* **SHORT PROBLEM**
Rewrite the records below, changing every "point out" to "mark" and keeping everything else the same. Leave the pictures out.

* **MATERIAL TO PROCESS**
*****

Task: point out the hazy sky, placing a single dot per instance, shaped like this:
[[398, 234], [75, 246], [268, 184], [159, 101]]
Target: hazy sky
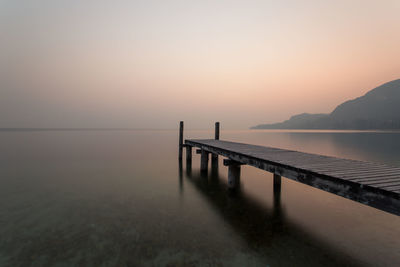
[[149, 64]]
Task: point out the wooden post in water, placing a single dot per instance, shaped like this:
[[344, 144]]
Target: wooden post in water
[[233, 176], [233, 173], [188, 155], [277, 184], [204, 161], [217, 131], [180, 139], [277, 192], [214, 157]]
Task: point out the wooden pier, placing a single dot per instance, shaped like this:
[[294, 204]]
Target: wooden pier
[[373, 184]]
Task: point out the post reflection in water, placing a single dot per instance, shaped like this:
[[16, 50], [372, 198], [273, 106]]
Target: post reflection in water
[[266, 231]]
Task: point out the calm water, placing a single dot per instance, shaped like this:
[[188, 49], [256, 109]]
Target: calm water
[[120, 198]]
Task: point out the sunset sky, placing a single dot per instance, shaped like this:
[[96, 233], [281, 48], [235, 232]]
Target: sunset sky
[[149, 64]]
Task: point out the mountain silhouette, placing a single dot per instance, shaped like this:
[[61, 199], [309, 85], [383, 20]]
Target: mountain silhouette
[[377, 109]]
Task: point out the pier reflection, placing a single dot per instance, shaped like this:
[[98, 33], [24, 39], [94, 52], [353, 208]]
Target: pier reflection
[[266, 230]]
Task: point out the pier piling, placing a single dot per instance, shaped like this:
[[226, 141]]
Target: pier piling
[[180, 139]]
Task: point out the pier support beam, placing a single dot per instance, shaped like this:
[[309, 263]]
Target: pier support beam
[[180, 139], [233, 173], [277, 193], [214, 157], [204, 161]]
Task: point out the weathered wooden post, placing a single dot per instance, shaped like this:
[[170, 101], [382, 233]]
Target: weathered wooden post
[[277, 193], [277, 184], [204, 161], [188, 154], [217, 131], [180, 139], [233, 173]]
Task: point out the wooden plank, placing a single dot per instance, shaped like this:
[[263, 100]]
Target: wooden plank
[[364, 173]]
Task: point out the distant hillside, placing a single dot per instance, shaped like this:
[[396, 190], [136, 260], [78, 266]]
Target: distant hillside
[[377, 109]]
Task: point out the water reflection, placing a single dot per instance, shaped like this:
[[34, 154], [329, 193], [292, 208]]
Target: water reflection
[[266, 231]]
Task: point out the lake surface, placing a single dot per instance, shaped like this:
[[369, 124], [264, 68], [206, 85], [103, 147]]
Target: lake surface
[[121, 198]]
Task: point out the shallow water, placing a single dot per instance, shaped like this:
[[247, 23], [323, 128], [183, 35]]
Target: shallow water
[[121, 198]]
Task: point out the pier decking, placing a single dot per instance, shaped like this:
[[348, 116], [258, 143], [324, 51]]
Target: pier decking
[[373, 184]]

*****

* **WRITTEN RESPONSE**
Task: mark the hazy sky, placing a single dot per instance, shaped like this:
[[398, 234], [75, 246], [268, 184], [159, 101]]
Target: hazy sky
[[149, 64]]
Task: mark the wooden post in water, placing a single dot per instance, shaped like this:
[[344, 144]]
Target: wooden post in water
[[233, 176], [233, 173], [188, 155], [277, 184], [204, 161], [217, 131], [180, 139], [277, 192], [214, 157]]
Task: mark the wooden pier, placing a single dot per instance, shaped like this:
[[294, 204]]
Target: wooden pier
[[373, 184]]
Task: mark the post reflection in water, placing a single dot per instance, shaped like this:
[[16, 50], [372, 198], [273, 106]]
Target: post reflection in water
[[266, 231]]
Task: mark the calm water, placing a single dot per instance, shaped like this:
[[188, 49], [256, 109]]
Target: calm water
[[120, 198]]
Task: mark the sunset sky, placing a single dot per instance, shaped like this:
[[96, 233], [281, 48], [235, 232]]
Target: sunset sky
[[149, 64]]
Task: mark the mountain silhouette, placing a single dot per instance, shaped like this:
[[61, 199], [309, 85], [383, 20]]
Target: mountain silhouette
[[377, 109]]
Task: mark the pier reflection, placing a single dot per instance, shaped like this:
[[98, 33], [24, 39], [94, 52], [353, 208]]
Target: pier reflection
[[266, 230]]
Task: mark the pier piling, placing a single dot per instance, shaped like this:
[[226, 141]]
Target: pier piling
[[180, 139]]
Task: mark the pier support beam, placing a single dot per instance, shaped like this:
[[309, 263]]
Target: pier support beam
[[180, 139], [233, 173], [277, 193], [214, 157], [204, 161]]
Task: mark the weathered wooden post, placing a single dot per instance, shaped like this:
[[170, 101], [382, 233]]
Target: weathered wooden post
[[277, 193], [277, 184], [204, 161], [188, 154], [217, 131], [180, 139], [233, 173]]
Task: mark the wooden plank, placing a single dot per instance, shaped like this:
[[263, 100]]
Target: wooden plank
[[364, 173]]
Task: mark the distant hillside, placing a single dot per instance, shaped like this:
[[396, 190], [136, 260], [78, 266]]
Target: distant hillside
[[377, 109]]
Task: mark the water reflection, placing a single dot per instance, shaped like this:
[[34, 154], [329, 193], [292, 208]]
Target: water reflection
[[266, 231]]
Task: mark the lake surface, placing a single dot per instance, shaped like this:
[[369, 124], [264, 68], [206, 85], [103, 147]]
Target: lake surface
[[121, 198]]
Task: mark the shallow water, placing a single dot per instance, shaped like this:
[[247, 23], [323, 128], [183, 35]]
Target: shallow water
[[121, 198]]
Task: mark the pier decking, placing a single dot per instance, shaped like this:
[[348, 116], [258, 143], [324, 51]]
Target: pier decking
[[373, 184]]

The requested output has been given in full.